◆ **Objective**: Set down every record once more, exactly as given.

Entries from a point annotation set
•••••

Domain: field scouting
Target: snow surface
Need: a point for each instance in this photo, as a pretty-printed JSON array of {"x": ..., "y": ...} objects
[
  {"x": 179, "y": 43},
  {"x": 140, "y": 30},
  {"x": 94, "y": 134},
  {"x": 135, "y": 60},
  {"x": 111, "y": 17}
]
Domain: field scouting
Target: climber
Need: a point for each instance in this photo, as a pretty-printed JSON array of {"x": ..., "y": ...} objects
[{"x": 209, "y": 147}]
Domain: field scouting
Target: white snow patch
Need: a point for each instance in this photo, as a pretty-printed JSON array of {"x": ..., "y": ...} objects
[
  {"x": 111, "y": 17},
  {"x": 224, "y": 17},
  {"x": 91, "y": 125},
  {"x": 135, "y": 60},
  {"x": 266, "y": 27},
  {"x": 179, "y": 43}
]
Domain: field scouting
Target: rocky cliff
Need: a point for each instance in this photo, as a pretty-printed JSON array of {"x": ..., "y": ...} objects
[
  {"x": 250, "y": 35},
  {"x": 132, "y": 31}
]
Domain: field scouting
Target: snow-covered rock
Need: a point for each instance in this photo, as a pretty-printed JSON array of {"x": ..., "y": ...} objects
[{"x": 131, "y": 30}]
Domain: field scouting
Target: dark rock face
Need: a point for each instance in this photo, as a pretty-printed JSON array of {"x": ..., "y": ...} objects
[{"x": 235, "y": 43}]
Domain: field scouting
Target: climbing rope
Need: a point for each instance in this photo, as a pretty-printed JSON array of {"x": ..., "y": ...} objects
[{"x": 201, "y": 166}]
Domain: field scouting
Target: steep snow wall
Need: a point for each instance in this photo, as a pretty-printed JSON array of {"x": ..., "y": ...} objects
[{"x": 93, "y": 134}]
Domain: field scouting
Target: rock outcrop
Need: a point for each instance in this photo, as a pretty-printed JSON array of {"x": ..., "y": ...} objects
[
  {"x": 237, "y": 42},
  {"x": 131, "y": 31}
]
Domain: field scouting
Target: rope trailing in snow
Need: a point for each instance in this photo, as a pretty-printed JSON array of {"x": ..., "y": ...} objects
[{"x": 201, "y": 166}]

•••••

◆ **Solution**:
Domain: field scouting
Target: snow surface
Need: a point for each instance in this photo, as a pretty-printed JSON array of {"x": ..., "y": ...} objects
[
  {"x": 179, "y": 43},
  {"x": 140, "y": 30},
  {"x": 94, "y": 134},
  {"x": 135, "y": 60},
  {"x": 111, "y": 17}
]
Domain: field scouting
Target: climber
Need: a point for each instance in this photo, as a pretty-printed JSON array of {"x": ..., "y": ...} objects
[{"x": 209, "y": 147}]
Domain: field scouting
Target: white snow patch
Need: a point for each instance in this photo, as a pretty-printed JSON array of {"x": ..., "y": ...} objects
[
  {"x": 111, "y": 17},
  {"x": 224, "y": 17},
  {"x": 91, "y": 125},
  {"x": 135, "y": 60},
  {"x": 266, "y": 27},
  {"x": 179, "y": 43}
]
Domain: field scouting
Target: rocky cliff
Need: a point for each instance in this photo, as a pretty-printed JSON array of {"x": ..., "y": ...} objects
[
  {"x": 250, "y": 35},
  {"x": 132, "y": 31}
]
Domain: field scouting
Target: snow-covered rock
Need: a point for each instance in this photo, as a pretty-printed JSON array of {"x": ..., "y": ...} objects
[{"x": 131, "y": 30}]
Domain: field scouting
Target: dark rock face
Need: a point for each instance in this photo, as a pretty-printed JSON array of {"x": ..., "y": ...} objects
[{"x": 235, "y": 43}]
Domain: field scouting
Target: climbing rope
Need: a point for each instance in this photo, as a pretty-printed JSON array of {"x": ..., "y": ...} objects
[{"x": 201, "y": 166}]
Domain: field scouting
Target: steep snow wall
Need: a point for each instance in this photo, as a pretty-printed JSON array of {"x": ..., "y": ...} objects
[{"x": 93, "y": 134}]
Domain: field scouting
Target: rock outcrop
Need: a point for each instance in this photo, as a pretty-printed JSON array of {"x": ..., "y": ...} objects
[
  {"x": 237, "y": 42},
  {"x": 131, "y": 31}
]
Domain: field scouting
Target: rope trailing in snow
Need: a point for each instance in this photo, as a pretty-printed JSON array of {"x": ..., "y": ...} objects
[{"x": 201, "y": 166}]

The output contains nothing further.